start DATA IN THIS EXERCISE

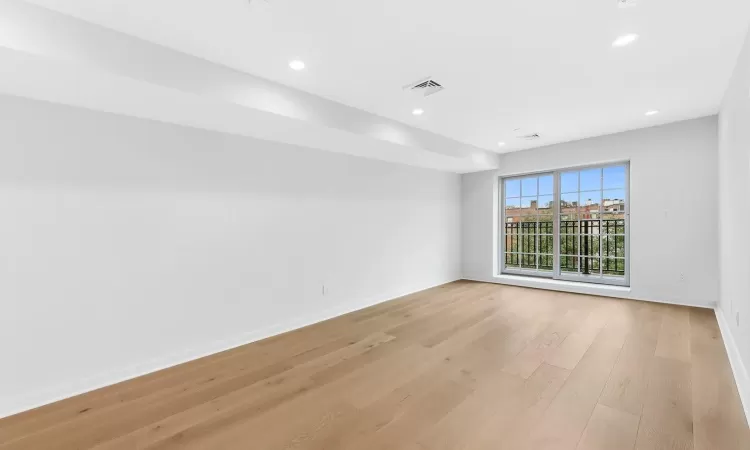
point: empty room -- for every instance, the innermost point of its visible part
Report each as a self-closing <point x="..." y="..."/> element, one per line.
<point x="374" y="225"/>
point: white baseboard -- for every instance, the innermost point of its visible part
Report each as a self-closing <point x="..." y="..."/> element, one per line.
<point x="9" y="407"/>
<point x="576" y="287"/>
<point x="735" y="360"/>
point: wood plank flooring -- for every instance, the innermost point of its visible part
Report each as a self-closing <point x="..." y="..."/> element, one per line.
<point x="462" y="366"/>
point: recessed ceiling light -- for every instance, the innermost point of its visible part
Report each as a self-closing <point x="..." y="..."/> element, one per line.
<point x="297" y="64"/>
<point x="624" y="40"/>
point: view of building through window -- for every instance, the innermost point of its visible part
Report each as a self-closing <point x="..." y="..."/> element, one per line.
<point x="590" y="238"/>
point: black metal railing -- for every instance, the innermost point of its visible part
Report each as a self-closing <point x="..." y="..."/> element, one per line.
<point x="587" y="246"/>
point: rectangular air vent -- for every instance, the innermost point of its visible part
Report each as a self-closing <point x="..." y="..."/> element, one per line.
<point x="424" y="87"/>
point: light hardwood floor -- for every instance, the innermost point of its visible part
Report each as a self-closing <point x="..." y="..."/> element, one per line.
<point x="461" y="366"/>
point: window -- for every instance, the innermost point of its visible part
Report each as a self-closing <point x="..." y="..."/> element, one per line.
<point x="569" y="224"/>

end DATA IN THIS EXERCISE

Copy every line above word for word, omitting the pictures.

point: empty room -- for every instance, the innermost point of its visible part
Report each as a self-closing <point x="..." y="..."/> element, one per line.
<point x="374" y="225"/>
point: white baseboard -- for every instance, the innermost point of its visible part
Report each as a self-closing <point x="..." y="..."/> element, one per line.
<point x="9" y="407"/>
<point x="576" y="287"/>
<point x="735" y="360"/>
point: wood plank flooring -- for every instance, the innermost point of its visible part
Report each as a self-closing <point x="..." y="..."/> element, one per line.
<point x="462" y="366"/>
point: recessed ceiling light -- for every instance, the innermost point of its visible part
Report each as a self-closing <point x="..." y="..."/> element, one per line.
<point x="297" y="64"/>
<point x="624" y="40"/>
point: view of building through window -- for every instance, the innermost point of its visible part
Report each as a self-closing <point x="..." y="..."/> element, one per line.
<point x="590" y="238"/>
point: black metal railing -- for every instance, the innermost point of its visible part
Report each as a self-closing <point x="..." y="..."/> element, one per line.
<point x="587" y="246"/>
point: rectangular air vent -- for every instance, the innermost point of its visible part
Report each as a self-closing <point x="..." y="..."/> element, one per line.
<point x="424" y="87"/>
point: light hardwood floor -- for every instance, the innermost point of its visible part
Report each as a self-closing <point x="..." y="..."/> element, one per line.
<point x="461" y="366"/>
point: window -- for every instance, the innermost point of its visible part
Report each as a self-closing <point x="..." y="..."/> element, one per line.
<point x="569" y="224"/>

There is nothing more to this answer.